Collected data entries:
--- START ---

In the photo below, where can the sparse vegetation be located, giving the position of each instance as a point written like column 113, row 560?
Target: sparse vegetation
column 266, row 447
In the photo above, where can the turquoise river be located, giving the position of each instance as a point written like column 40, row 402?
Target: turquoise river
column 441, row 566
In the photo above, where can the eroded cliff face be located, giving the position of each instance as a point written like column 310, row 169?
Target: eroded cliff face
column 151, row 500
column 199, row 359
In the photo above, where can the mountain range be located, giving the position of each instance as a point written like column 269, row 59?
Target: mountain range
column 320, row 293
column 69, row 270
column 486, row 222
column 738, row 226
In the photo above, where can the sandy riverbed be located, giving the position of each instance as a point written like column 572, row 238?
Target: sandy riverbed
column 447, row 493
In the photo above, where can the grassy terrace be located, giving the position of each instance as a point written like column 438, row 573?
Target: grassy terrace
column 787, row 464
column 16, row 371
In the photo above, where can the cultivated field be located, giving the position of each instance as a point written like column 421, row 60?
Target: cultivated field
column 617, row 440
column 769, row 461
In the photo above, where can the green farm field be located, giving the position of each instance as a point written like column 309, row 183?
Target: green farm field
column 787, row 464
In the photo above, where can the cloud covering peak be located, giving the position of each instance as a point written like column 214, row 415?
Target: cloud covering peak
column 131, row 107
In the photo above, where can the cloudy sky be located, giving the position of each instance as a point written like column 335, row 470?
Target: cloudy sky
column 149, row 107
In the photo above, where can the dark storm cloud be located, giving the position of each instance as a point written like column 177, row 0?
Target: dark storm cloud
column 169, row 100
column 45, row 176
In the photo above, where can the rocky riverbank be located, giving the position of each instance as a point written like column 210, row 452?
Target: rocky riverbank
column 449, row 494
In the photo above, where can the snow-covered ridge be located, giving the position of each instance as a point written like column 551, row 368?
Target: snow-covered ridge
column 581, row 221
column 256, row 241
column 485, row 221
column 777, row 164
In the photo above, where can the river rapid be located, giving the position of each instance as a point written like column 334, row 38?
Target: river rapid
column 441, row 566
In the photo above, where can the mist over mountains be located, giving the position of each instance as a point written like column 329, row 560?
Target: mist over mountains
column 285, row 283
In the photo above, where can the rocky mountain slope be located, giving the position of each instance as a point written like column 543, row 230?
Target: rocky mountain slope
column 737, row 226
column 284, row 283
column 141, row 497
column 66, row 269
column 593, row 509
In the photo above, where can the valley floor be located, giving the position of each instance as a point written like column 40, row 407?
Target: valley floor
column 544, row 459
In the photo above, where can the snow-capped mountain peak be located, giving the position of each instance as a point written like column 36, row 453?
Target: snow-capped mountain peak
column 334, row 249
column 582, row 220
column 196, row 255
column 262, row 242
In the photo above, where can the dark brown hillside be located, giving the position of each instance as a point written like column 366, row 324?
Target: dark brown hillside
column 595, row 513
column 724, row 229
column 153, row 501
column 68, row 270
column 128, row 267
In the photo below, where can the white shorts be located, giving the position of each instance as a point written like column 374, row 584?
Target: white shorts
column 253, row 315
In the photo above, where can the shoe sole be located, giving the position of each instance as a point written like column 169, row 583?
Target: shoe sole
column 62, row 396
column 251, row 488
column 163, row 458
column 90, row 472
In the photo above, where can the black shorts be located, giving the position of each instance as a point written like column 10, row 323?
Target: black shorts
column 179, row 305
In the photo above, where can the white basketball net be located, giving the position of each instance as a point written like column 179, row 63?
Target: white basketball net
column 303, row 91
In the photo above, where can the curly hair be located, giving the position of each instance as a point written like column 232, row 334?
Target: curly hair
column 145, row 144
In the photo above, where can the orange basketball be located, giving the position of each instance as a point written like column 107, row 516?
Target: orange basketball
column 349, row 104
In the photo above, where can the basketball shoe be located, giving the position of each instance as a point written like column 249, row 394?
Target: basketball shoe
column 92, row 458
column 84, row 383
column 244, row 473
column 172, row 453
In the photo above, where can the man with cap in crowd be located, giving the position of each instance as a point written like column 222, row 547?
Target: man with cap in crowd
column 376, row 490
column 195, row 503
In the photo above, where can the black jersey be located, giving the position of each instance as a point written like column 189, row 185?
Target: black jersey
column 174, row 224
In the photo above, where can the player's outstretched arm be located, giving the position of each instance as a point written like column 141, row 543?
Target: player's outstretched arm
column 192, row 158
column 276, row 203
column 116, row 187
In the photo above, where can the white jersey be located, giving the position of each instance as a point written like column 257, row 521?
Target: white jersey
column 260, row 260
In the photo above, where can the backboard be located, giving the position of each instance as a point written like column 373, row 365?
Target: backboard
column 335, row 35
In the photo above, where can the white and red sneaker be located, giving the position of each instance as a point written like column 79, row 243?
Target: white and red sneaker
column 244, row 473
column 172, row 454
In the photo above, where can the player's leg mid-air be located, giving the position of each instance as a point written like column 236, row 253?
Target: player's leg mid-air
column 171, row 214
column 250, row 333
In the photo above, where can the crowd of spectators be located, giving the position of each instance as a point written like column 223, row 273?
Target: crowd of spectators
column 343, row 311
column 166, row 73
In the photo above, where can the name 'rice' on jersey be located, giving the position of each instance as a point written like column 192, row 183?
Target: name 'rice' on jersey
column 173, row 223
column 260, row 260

--- END ---

= EXERCISE =
What lines in the entries contain "below"? Report each one by copying it.

= THE ANSWER =
In the photo below, where can the sparse vegetation be located, giving the position of each instance as a point written like column 113, row 560?
In the photo below, where can the white shorts be located, giving the position of each instance as a point written like column 374, row 584?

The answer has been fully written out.